GOAL OF THE EXERCISE -
Below are the records; restate word for word the lines from the first through the one containing "Draw the outline of every instance of the sofa cushion.", and only those.

Collected data -
◆ ◆ ◆

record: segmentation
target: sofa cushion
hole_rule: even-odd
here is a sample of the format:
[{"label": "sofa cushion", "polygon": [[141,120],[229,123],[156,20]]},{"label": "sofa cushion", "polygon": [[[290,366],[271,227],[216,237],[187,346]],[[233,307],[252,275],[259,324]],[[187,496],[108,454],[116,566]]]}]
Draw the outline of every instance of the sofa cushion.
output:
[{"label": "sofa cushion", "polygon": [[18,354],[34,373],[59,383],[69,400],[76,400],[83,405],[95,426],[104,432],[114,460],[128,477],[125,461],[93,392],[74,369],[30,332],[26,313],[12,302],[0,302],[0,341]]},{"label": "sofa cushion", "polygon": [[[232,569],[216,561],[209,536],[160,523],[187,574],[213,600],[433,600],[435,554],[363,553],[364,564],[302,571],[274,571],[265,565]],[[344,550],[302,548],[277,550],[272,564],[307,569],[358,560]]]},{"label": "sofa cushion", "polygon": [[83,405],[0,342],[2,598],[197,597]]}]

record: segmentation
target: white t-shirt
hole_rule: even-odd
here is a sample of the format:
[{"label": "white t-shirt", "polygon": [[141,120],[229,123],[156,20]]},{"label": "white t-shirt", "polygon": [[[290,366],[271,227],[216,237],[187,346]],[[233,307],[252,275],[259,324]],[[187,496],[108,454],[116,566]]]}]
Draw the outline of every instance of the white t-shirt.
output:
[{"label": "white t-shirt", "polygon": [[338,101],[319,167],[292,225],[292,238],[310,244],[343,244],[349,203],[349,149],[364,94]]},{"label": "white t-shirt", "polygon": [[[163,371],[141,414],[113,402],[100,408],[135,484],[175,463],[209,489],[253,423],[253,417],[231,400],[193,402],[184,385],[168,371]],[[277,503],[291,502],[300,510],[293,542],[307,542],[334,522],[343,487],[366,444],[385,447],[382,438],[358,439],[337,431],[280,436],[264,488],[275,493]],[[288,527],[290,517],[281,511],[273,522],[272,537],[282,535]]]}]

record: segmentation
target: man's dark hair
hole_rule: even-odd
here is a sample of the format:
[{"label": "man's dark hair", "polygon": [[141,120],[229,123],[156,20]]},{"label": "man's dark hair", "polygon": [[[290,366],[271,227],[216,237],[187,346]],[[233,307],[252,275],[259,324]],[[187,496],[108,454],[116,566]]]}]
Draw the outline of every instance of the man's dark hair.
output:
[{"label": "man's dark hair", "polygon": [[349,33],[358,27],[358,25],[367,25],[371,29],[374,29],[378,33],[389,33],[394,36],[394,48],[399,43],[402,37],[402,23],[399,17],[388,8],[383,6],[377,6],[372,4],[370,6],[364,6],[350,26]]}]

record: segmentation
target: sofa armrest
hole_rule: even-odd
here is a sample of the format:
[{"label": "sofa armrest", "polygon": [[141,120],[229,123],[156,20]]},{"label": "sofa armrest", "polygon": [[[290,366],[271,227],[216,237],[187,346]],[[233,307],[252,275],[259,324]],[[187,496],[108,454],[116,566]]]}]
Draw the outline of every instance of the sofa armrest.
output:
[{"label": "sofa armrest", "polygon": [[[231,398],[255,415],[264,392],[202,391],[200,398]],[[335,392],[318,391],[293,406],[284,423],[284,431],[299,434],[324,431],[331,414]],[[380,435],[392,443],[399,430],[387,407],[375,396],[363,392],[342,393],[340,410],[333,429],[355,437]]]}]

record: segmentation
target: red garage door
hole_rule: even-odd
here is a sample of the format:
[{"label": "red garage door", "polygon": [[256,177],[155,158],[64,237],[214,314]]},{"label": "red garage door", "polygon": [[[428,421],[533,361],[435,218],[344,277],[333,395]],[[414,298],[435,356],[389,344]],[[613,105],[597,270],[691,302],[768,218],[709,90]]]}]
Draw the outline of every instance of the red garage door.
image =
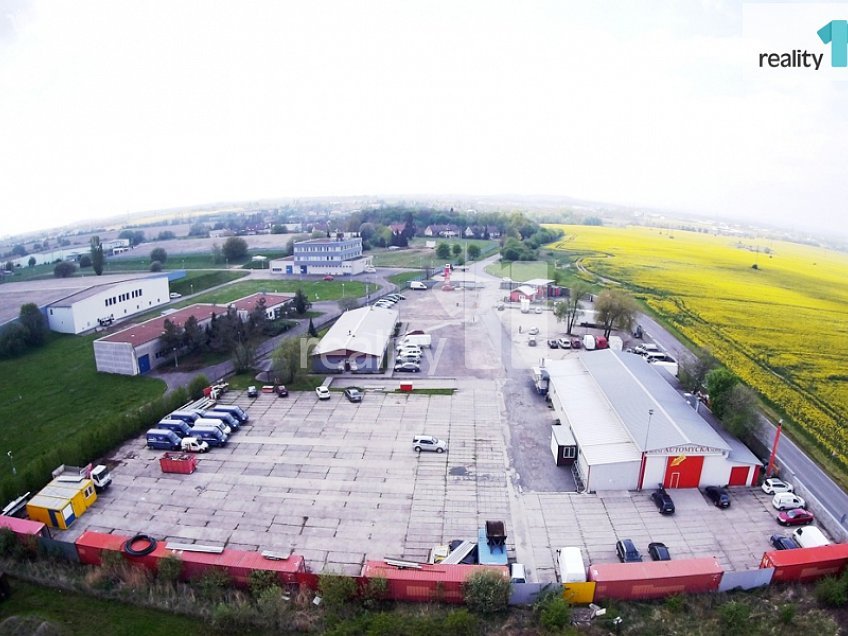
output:
[{"label": "red garage door", "polygon": [[748,473],[750,472],[750,468],[748,466],[734,466],[730,469],[730,481],[727,482],[728,486],[747,486],[748,485]]},{"label": "red garage door", "polygon": [[701,483],[702,455],[669,457],[665,467],[663,486],[666,488],[697,488]]}]

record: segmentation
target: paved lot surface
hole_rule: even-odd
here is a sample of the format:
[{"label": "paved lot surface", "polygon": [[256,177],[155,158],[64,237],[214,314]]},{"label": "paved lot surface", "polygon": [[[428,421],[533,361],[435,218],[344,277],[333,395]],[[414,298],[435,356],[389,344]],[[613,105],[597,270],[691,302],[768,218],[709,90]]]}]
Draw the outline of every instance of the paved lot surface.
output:
[{"label": "paved lot surface", "polygon": [[[756,567],[768,537],[786,532],[770,498],[734,489],[729,510],[697,490],[672,491],[663,517],[648,492],[574,493],[549,450],[552,411],[532,389],[529,367],[561,332],[550,312],[497,311],[503,292],[409,291],[396,308],[408,329],[433,336],[421,374],[338,376],[333,386],[368,388],[361,404],[339,392],[319,402],[230,393],[251,422],[224,449],[200,458],[193,475],[165,475],[142,437],[117,449],[114,485],[83,515],[86,529],[149,532],[182,542],[292,549],[315,571],[358,573],[366,559],[423,560],[435,544],[474,538],[487,519],[506,523],[511,558],[531,580],[553,581],[555,550],[580,546],[589,561],[615,561],[618,538],[647,558],[662,541],[674,558],[715,556],[728,568]],[[518,329],[521,327],[521,333]],[[539,346],[526,330],[540,328]],[[397,394],[400,381],[450,386],[453,395]],[[446,439],[449,452],[416,455],[416,433]]]}]

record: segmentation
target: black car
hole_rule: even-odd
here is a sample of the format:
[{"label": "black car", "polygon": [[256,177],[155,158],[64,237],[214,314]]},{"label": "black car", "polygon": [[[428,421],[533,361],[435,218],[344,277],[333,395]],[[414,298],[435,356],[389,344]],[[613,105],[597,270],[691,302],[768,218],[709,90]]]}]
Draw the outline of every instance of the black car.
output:
[{"label": "black car", "polygon": [[554,339],[548,340],[548,346],[551,349],[559,349],[559,343]]},{"label": "black car", "polygon": [[276,391],[277,391],[277,397],[288,397],[289,396],[289,390],[286,387],[284,387],[282,384],[277,385]]},{"label": "black car", "polygon": [[259,389],[257,389],[255,386],[247,387],[247,397],[249,397],[249,398],[259,397]]},{"label": "black car", "polygon": [[775,550],[794,550],[795,548],[801,547],[795,539],[792,537],[784,537],[782,534],[771,535],[769,543],[771,543]]},{"label": "black car", "polygon": [[671,495],[669,495],[662,486],[651,493],[651,499],[654,500],[654,503],[657,505],[661,515],[674,514],[674,501],[672,501]]},{"label": "black car", "polygon": [[730,493],[721,486],[707,486],[704,493],[710,498],[716,508],[730,508]]},{"label": "black car", "polygon": [[642,561],[642,555],[639,554],[639,550],[631,539],[616,541],[615,552],[622,563],[641,563]]},{"label": "black car", "polygon": [[671,553],[669,553],[665,543],[649,543],[648,554],[651,555],[653,561],[671,561]]},{"label": "black car", "polygon": [[362,391],[355,386],[349,386],[344,390],[345,397],[351,402],[362,402]]}]

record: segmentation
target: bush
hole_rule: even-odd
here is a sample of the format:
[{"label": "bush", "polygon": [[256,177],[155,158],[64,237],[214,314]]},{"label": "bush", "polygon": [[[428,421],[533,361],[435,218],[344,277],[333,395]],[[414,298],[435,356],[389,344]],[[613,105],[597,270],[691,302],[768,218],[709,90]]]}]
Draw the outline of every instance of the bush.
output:
[{"label": "bush", "polygon": [[189,399],[197,399],[203,395],[203,389],[209,386],[209,378],[205,375],[198,375],[192,378],[188,383],[186,390],[188,391]]},{"label": "bush", "polygon": [[465,604],[474,612],[492,614],[505,610],[509,604],[509,579],[499,572],[474,572],[465,579],[463,587]]},{"label": "bush", "polygon": [[480,621],[474,614],[462,608],[445,616],[441,633],[445,636],[474,636],[480,633]]},{"label": "bush", "polygon": [[53,268],[53,276],[56,278],[69,278],[77,271],[77,266],[68,261],[62,261]]},{"label": "bush", "polygon": [[168,253],[165,251],[164,247],[154,247],[150,252],[150,261],[151,264],[159,261],[160,263],[164,263],[168,260]]},{"label": "bush", "polygon": [[368,579],[368,583],[362,588],[362,605],[368,608],[379,607],[386,600],[388,591],[389,582],[387,579],[381,576]]},{"label": "bush", "polygon": [[730,601],[718,610],[719,623],[722,634],[732,636],[733,634],[744,634],[749,630],[751,608],[747,603],[741,601]]},{"label": "bush", "polygon": [[222,632],[251,633],[259,614],[247,603],[218,603],[212,612],[212,625]]},{"label": "bush", "polygon": [[791,625],[792,621],[795,620],[795,611],[794,603],[781,605],[780,611],[777,613],[777,620],[780,621],[781,625]]},{"label": "bush", "polygon": [[291,601],[283,597],[283,591],[278,586],[272,585],[259,592],[256,608],[268,627],[283,629],[288,623]]},{"label": "bush", "polygon": [[665,599],[665,606],[668,608],[669,612],[679,614],[686,606],[686,599],[680,594],[675,594],[674,596],[669,596]]},{"label": "bush", "polygon": [[250,587],[250,593],[256,598],[269,588],[274,587],[279,589],[277,575],[271,570],[252,570],[248,585]]},{"label": "bush", "polygon": [[562,597],[562,588],[543,592],[533,605],[539,624],[548,631],[561,631],[571,622],[571,605]]},{"label": "bush", "polygon": [[220,599],[224,595],[224,590],[230,586],[230,575],[221,568],[211,568],[196,579],[195,584],[204,598]]},{"label": "bush", "polygon": [[151,272],[161,272],[162,271],[162,263],[160,261],[153,261],[150,263],[150,271]]},{"label": "bush", "polygon": [[318,593],[327,607],[341,607],[356,596],[356,581],[349,576],[322,574],[318,577]]},{"label": "bush", "polygon": [[816,584],[816,600],[825,607],[842,607],[848,603],[848,577],[837,579],[832,576]]},{"label": "bush", "polygon": [[156,571],[156,578],[166,583],[176,583],[180,579],[182,572],[182,559],[175,554],[169,554],[159,559],[159,569]]},{"label": "bush", "polygon": [[18,545],[18,537],[9,528],[0,528],[0,556],[10,556]]}]

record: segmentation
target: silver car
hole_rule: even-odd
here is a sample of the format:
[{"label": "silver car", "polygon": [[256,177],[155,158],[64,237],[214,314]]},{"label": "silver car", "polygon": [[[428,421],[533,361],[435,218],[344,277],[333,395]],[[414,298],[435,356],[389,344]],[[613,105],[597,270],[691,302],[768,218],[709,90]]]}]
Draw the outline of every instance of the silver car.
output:
[{"label": "silver car", "polygon": [[416,435],[412,438],[412,450],[416,453],[421,451],[433,451],[444,453],[448,449],[448,443],[432,435]]}]

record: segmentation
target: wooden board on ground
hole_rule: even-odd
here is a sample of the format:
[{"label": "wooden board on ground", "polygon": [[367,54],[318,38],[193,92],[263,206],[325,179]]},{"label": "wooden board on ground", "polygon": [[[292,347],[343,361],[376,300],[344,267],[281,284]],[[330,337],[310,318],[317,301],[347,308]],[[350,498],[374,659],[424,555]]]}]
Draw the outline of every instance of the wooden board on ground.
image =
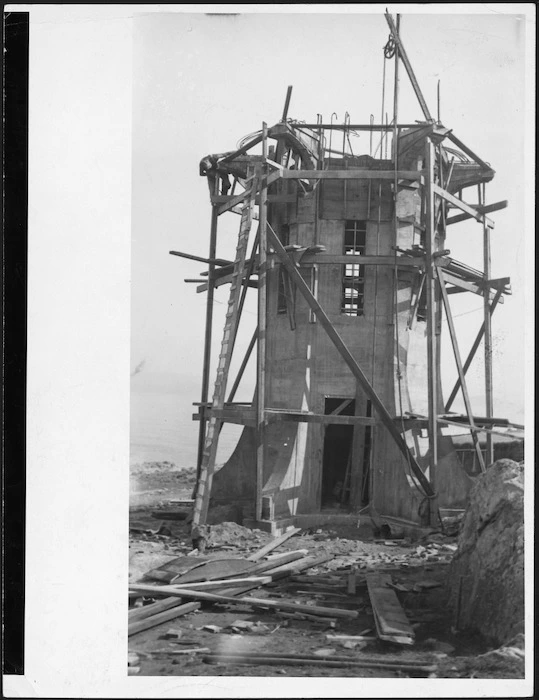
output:
[{"label": "wooden board on ground", "polygon": [[251,561],[246,559],[215,559],[197,566],[195,569],[181,574],[173,579],[176,584],[195,583],[197,581],[212,581],[213,579],[223,579],[247,574],[255,568]]},{"label": "wooden board on ground", "polygon": [[397,644],[413,644],[414,630],[391,588],[388,574],[367,574],[367,588],[371,600],[378,637]]},{"label": "wooden board on ground", "polygon": [[[208,567],[210,564],[212,566]],[[253,568],[253,564],[242,557],[231,557],[223,554],[206,557],[183,556],[151,569],[144,574],[144,577],[163,583],[172,583],[172,581],[179,582],[180,577],[191,574],[186,582],[193,583],[195,581],[210,581],[212,577],[225,578],[243,574],[251,568]]]},{"label": "wooden board on ground", "polygon": [[174,586],[146,586],[139,583],[130,584],[130,588],[144,595],[178,596],[179,598],[193,599],[196,601],[208,601],[210,603],[231,603],[232,605],[247,605],[254,608],[269,608],[272,610],[284,610],[290,612],[307,613],[320,617],[340,617],[355,619],[357,610],[342,608],[329,608],[318,605],[301,605],[285,600],[271,600],[268,598],[232,598],[226,595],[216,595],[203,591],[193,591],[187,588],[175,588]]},{"label": "wooden board on ground", "polygon": [[300,531],[300,527],[293,527],[290,530],[287,530],[287,532],[285,532],[283,535],[281,535],[280,537],[276,537],[275,539],[271,540],[271,542],[268,542],[268,544],[266,544],[264,547],[259,549],[257,552],[251,554],[251,556],[249,557],[250,561],[258,561],[259,559],[262,559],[263,556],[269,554],[269,552],[272,552],[274,549],[283,544],[283,542],[286,542],[286,540],[289,540],[291,537],[293,537]]}]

◆ ◆ ◆

RESPONSE TO THIS TASK -
record: segmentation
target: sofa cushion
hole_rule: even-odd
here is a sample of the format:
[{"label": "sofa cushion", "polygon": [[141,120],[229,123],[156,20]]},{"label": "sofa cushion", "polygon": [[[290,366],[271,227],[216,237],[187,346]],[[233,307],[252,275],[259,324]],[[187,496],[108,454],[116,566]]]}]
Draw the outline of every instance of the sofa cushion.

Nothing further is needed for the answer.